▶ PROBLEM STATEMENT: Copy out all of the following material line for line, without changing a single character.

▶ RECORDS FOR THE TASK:

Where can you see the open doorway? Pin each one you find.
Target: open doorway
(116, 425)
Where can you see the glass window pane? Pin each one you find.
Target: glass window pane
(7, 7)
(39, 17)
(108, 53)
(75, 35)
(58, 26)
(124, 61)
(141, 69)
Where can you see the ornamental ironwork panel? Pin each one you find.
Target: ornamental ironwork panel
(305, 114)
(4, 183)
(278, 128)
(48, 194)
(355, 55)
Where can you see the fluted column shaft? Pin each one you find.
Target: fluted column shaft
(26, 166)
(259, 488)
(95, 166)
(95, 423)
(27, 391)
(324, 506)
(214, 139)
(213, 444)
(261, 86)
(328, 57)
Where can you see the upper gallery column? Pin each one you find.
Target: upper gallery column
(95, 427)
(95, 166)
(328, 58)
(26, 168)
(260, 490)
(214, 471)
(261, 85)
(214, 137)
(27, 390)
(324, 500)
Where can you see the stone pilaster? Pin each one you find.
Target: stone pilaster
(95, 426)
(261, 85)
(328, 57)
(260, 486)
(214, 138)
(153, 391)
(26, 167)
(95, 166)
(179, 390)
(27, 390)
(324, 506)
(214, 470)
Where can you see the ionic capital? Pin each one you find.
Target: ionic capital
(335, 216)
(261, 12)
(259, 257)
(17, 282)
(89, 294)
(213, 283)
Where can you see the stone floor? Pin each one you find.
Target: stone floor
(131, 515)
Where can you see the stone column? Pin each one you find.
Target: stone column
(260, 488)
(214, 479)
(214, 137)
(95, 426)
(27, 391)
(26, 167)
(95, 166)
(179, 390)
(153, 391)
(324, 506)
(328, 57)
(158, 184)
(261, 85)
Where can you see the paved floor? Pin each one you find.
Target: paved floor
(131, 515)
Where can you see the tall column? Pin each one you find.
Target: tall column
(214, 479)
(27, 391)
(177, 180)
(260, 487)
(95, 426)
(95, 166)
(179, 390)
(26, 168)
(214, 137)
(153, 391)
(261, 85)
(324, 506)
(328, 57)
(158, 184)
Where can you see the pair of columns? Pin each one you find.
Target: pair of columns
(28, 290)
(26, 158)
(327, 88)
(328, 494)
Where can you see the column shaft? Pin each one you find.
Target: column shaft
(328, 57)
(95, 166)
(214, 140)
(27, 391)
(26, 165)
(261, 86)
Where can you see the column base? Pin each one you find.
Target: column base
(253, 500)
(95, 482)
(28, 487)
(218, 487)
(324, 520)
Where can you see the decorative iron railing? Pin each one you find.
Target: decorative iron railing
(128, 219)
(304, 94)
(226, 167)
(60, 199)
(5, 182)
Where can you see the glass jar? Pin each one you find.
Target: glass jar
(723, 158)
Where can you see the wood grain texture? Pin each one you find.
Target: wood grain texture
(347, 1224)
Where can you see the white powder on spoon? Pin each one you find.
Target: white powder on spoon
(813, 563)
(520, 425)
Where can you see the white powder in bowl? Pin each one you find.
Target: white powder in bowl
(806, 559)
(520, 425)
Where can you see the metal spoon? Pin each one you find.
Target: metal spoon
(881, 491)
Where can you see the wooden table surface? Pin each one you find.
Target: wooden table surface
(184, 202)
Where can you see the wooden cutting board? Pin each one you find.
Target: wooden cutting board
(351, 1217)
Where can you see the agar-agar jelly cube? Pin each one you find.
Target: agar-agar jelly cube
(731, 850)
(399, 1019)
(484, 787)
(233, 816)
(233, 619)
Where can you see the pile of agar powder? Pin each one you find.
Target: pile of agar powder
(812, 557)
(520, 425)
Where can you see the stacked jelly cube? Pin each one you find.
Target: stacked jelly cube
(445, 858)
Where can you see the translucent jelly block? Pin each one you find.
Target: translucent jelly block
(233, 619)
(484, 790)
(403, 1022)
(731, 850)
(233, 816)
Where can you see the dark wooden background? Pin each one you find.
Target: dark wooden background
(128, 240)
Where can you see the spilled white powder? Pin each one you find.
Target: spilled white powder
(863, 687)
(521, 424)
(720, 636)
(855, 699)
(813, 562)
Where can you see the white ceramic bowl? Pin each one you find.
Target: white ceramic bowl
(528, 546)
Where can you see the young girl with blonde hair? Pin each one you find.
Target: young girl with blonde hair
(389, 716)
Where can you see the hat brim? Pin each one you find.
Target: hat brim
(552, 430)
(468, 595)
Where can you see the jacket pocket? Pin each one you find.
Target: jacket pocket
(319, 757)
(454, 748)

▶ REPLY TO THE TASK:
Where can you see the open doorway? Pin each one you find.
Target: open doorway
(116, 425)
Where can you see the glass window pane? Pin each one you find.
Target: glass window pane
(7, 7)
(39, 17)
(108, 53)
(75, 35)
(58, 26)
(124, 61)
(141, 69)
Where can you see the ornamental ironwork panel? Pin each one you find.
Target: ornamental ironwork panel
(305, 114)
(4, 183)
(278, 128)
(48, 194)
(355, 55)
Where can you see the fluted column shaft? Pin each one you find.
Target: fluted column shaft
(26, 166)
(259, 488)
(95, 166)
(95, 423)
(27, 391)
(324, 506)
(214, 139)
(213, 444)
(261, 86)
(328, 57)
Where can you see the upper gallery column? Pin each one you find.
Target: upper gallery column
(95, 427)
(95, 166)
(328, 58)
(26, 168)
(260, 490)
(214, 471)
(261, 85)
(214, 137)
(27, 390)
(324, 500)
Where can you see the stone pilaster? Pin each one you find.
Target: stone pilaster
(95, 426)
(261, 85)
(328, 57)
(260, 486)
(214, 138)
(153, 391)
(26, 167)
(95, 166)
(179, 390)
(27, 390)
(324, 506)
(214, 470)
Where can you see the ionic capital? Pin each one you find.
Target: ionic capital
(335, 216)
(261, 12)
(259, 257)
(17, 282)
(89, 294)
(213, 283)
Where can you see the stone floor? Pin each one you find.
Target: stone floor
(131, 515)
Where can you see the stone column? Pin each one you find.
Target: stone column
(260, 488)
(214, 479)
(214, 137)
(95, 426)
(27, 391)
(26, 167)
(95, 166)
(179, 390)
(153, 391)
(324, 506)
(328, 57)
(158, 184)
(261, 85)
Where can you see the paved floor? Pin each one you find.
Target: paved floor
(131, 515)
Where can you see the tall column? Pin each one you find.
Target: tall column
(214, 479)
(27, 391)
(177, 180)
(260, 487)
(95, 426)
(95, 166)
(179, 390)
(26, 168)
(214, 137)
(153, 391)
(261, 85)
(324, 506)
(328, 57)
(158, 184)
Where can you see the pair of columns? Pin each one you find.
Target: pair of columns
(28, 290)
(26, 158)
(327, 88)
(328, 494)
Where can you see the column shaft? Pin each one you find.
Target: column shaft
(328, 57)
(95, 166)
(214, 140)
(27, 391)
(26, 165)
(261, 86)
Where can you see the column base? Pin each one you find.
Target: column base
(253, 500)
(95, 482)
(28, 487)
(218, 487)
(324, 520)
Where can you see the decorative iron railing? Pin each one you find.
Target: decorative iron railing
(128, 219)
(304, 94)
(226, 167)
(60, 199)
(5, 182)
Where can you see the glass jar? Pin each one you find.
Target: glass jar
(723, 158)
Where can you see the wood grain texture? Pin each one you find.
Target: wood grain texture
(347, 1224)
Where can you see the white powder on spoon? Pin each one you find.
Target: white powder on spoon
(813, 563)
(520, 425)
Where can you see the white powder in bowl? Pin each one you find.
Target: white powder in bowl
(806, 559)
(520, 425)
Where can you see the metal spoon? Pin each one you find.
Target: metal spoon
(881, 491)
Where can you see the wooden table surface? Pin each one you find.
Target: wooden table surface
(184, 202)
Where can you see the wooden cutting board? Pin each one you find.
Target: wooden cutting board
(351, 1217)
Where can you see the agar-agar jelly cube? Pin each one you find.
Target: agar-agar jelly cube
(731, 850)
(399, 1019)
(484, 787)
(233, 816)
(233, 619)
Where can you see the pile of agar powder? Pin each one you find.
Target: pile of agar powder
(812, 557)
(520, 425)
Where can you see the stacked jelly cube? Pin each one you find.
Target: stacked jelly cube
(445, 858)
Where can you see the translucent jelly block? Pin each one you find.
Target: translucent jelly block
(233, 619)
(484, 790)
(403, 1022)
(731, 850)
(233, 816)
Where can you see the dark wooden background? Pin each one you find.
Target: dark wooden background
(128, 240)
Where can you see the spilled white powder? Pin each one you find.
Target: spilled white powder
(863, 687)
(521, 424)
(720, 636)
(855, 699)
(813, 562)
Where can you see the white ceramic bowl? Pin each one you find.
Target: white ceramic bowl
(528, 546)
Where can you see the young girl with blonde hair? Pin each one you find.
Target: young girl with blonde hair
(389, 716)
Where can you see the hat brim? Pin each one you find.
Target: hat brim
(552, 430)
(468, 595)
Where can you see the jacket pocket? Pin each one you find.
Target: jacket pocket
(319, 757)
(454, 748)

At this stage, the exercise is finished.